*Goal*
Exactly and only the lines from the line holding "on chair and record the coordinates." to the end of the records should be reproduced. Leave pictures out.

[Point annotation dataset records]
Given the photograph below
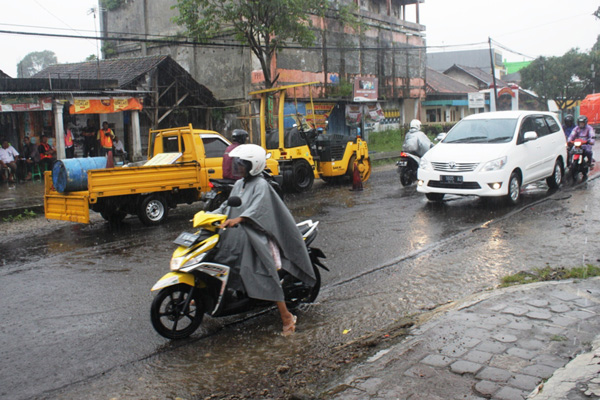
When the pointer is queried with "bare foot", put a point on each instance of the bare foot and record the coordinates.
(290, 327)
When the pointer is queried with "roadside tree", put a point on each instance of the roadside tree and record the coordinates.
(564, 79)
(265, 26)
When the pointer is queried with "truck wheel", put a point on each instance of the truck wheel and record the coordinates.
(349, 175)
(435, 197)
(303, 176)
(153, 210)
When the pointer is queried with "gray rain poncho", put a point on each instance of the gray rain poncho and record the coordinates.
(246, 248)
(416, 142)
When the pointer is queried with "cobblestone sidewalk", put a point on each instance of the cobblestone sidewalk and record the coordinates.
(498, 345)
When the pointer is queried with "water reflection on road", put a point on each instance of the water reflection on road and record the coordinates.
(390, 251)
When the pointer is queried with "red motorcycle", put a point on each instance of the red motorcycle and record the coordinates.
(578, 162)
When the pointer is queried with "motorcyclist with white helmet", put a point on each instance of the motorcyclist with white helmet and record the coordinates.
(268, 240)
(238, 137)
(416, 142)
(585, 132)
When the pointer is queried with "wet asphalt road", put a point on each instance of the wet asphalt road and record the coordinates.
(76, 298)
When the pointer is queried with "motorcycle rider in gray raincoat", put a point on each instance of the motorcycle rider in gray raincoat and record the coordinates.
(416, 142)
(265, 237)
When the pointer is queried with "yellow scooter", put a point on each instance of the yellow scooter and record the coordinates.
(196, 285)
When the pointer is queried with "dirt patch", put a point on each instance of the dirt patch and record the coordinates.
(295, 380)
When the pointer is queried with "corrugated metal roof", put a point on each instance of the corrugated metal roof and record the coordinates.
(478, 74)
(439, 83)
(123, 70)
(131, 73)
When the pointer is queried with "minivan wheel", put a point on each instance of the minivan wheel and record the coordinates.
(555, 179)
(514, 189)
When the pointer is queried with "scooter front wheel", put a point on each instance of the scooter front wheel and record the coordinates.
(174, 314)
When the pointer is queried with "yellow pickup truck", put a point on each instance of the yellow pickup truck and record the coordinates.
(180, 163)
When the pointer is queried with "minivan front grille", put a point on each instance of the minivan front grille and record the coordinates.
(454, 167)
(461, 185)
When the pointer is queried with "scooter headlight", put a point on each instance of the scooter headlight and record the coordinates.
(495, 165)
(194, 260)
(176, 263)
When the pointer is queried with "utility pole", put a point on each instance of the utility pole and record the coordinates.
(493, 75)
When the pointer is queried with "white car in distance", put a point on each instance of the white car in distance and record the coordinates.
(495, 154)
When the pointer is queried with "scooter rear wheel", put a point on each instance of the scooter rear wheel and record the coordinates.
(406, 177)
(297, 292)
(170, 316)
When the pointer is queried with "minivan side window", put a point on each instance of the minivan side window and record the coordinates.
(552, 124)
(540, 126)
(526, 126)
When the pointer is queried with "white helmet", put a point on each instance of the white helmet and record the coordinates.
(254, 157)
(415, 123)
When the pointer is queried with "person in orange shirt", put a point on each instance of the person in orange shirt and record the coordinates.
(69, 146)
(47, 153)
(105, 138)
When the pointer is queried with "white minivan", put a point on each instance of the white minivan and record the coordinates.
(495, 154)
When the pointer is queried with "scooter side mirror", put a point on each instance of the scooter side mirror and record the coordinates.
(234, 201)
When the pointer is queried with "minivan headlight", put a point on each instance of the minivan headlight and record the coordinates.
(495, 165)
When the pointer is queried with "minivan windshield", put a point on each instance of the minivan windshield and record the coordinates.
(482, 131)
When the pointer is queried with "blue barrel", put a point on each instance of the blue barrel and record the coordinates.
(70, 175)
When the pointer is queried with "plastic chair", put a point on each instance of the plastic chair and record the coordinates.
(36, 171)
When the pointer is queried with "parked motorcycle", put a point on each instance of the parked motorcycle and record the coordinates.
(407, 168)
(578, 164)
(221, 188)
(197, 285)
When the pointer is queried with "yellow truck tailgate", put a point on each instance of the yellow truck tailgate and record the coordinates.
(146, 179)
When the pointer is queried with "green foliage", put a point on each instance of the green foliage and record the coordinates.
(19, 217)
(388, 140)
(342, 90)
(550, 274)
(564, 79)
(34, 62)
(264, 25)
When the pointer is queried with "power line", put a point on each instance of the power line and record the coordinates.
(168, 40)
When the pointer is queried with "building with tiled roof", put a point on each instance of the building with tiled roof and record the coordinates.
(447, 98)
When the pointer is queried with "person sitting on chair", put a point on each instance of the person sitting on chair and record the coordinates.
(29, 158)
(8, 160)
(47, 153)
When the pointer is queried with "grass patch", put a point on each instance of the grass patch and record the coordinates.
(390, 140)
(550, 274)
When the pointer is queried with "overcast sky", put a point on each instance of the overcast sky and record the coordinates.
(529, 27)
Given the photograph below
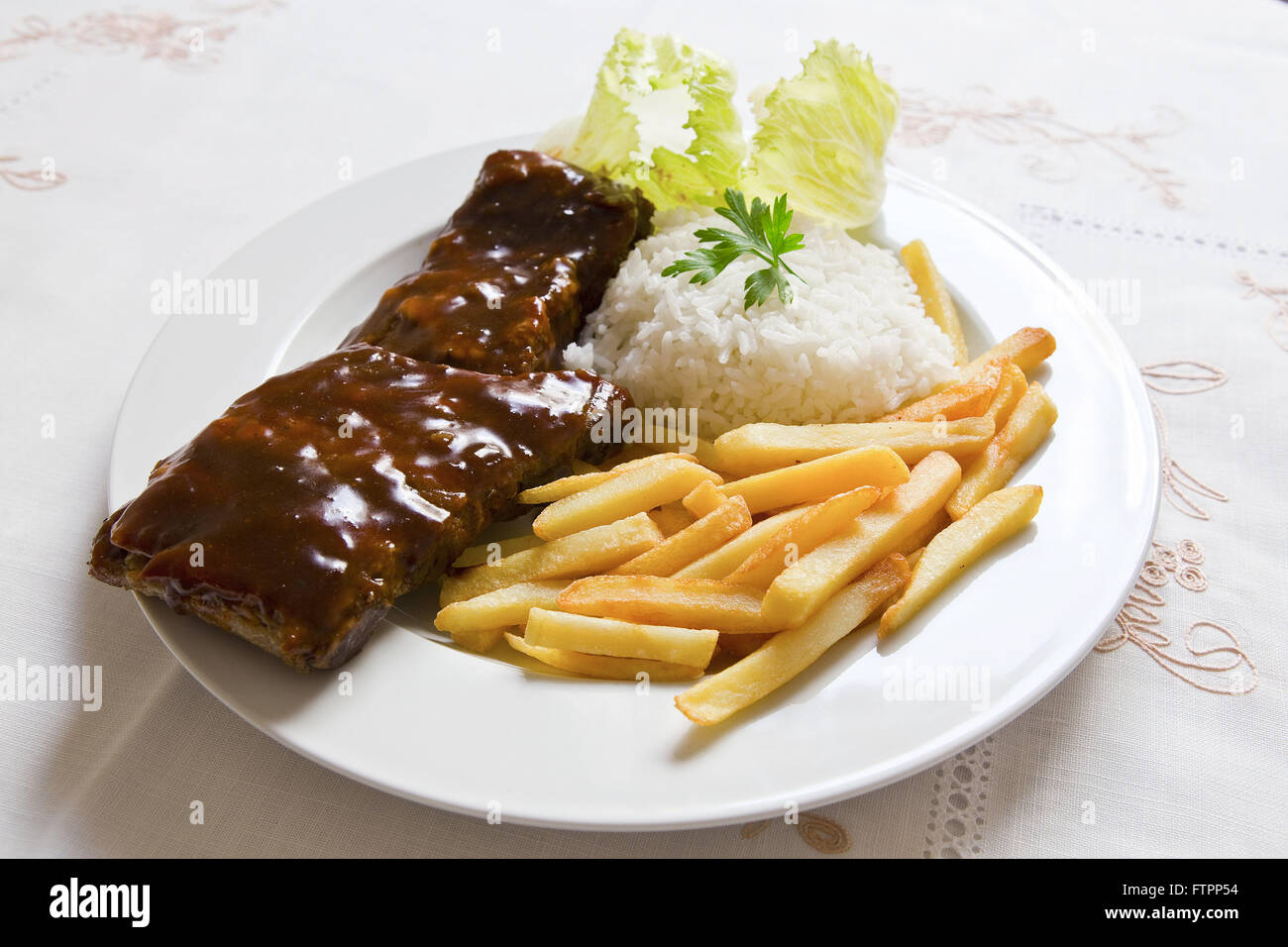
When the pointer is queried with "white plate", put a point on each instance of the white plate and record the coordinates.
(480, 735)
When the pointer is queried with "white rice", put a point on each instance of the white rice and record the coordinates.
(853, 344)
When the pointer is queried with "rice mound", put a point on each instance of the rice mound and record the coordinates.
(853, 344)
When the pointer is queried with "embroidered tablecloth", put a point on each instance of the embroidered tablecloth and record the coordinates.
(1141, 145)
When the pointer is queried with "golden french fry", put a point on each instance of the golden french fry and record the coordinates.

*Output below*
When the pointer is queried with "person sitting on chair", put a point on each instance of the person sitting on chair and record the coordinates.
(29, 158)
(8, 160)
(47, 153)
When the pointer is queried with "grass patch", put a point on each instance of the grass patch and record the coordinates.
(390, 140)
(550, 274)
When the pointer is queried with "overcast sky", put a point on each instance of the overcast sky and record the coordinates.
(529, 27)
Given the photograph below
When the pointer is queried with "white plate", put a point on each instance of the white plate and record the coordinates.
(480, 735)
When the pointer is queried with "white rice", put a point on each instance of the white rice and record the coordinates.
(853, 344)
When the pointer is queried with "rice mound", put a point on each instance of the rice mound and record the coordinates.
(853, 344)
When the pointer is queried with "embroidered tablecloth", put a point on each instance of the embroidered tablecloth and record the coordinates.
(1141, 145)
When the pointer is queried with "golden french fry", put a point on each instance of the golden french fry and record the coordinates.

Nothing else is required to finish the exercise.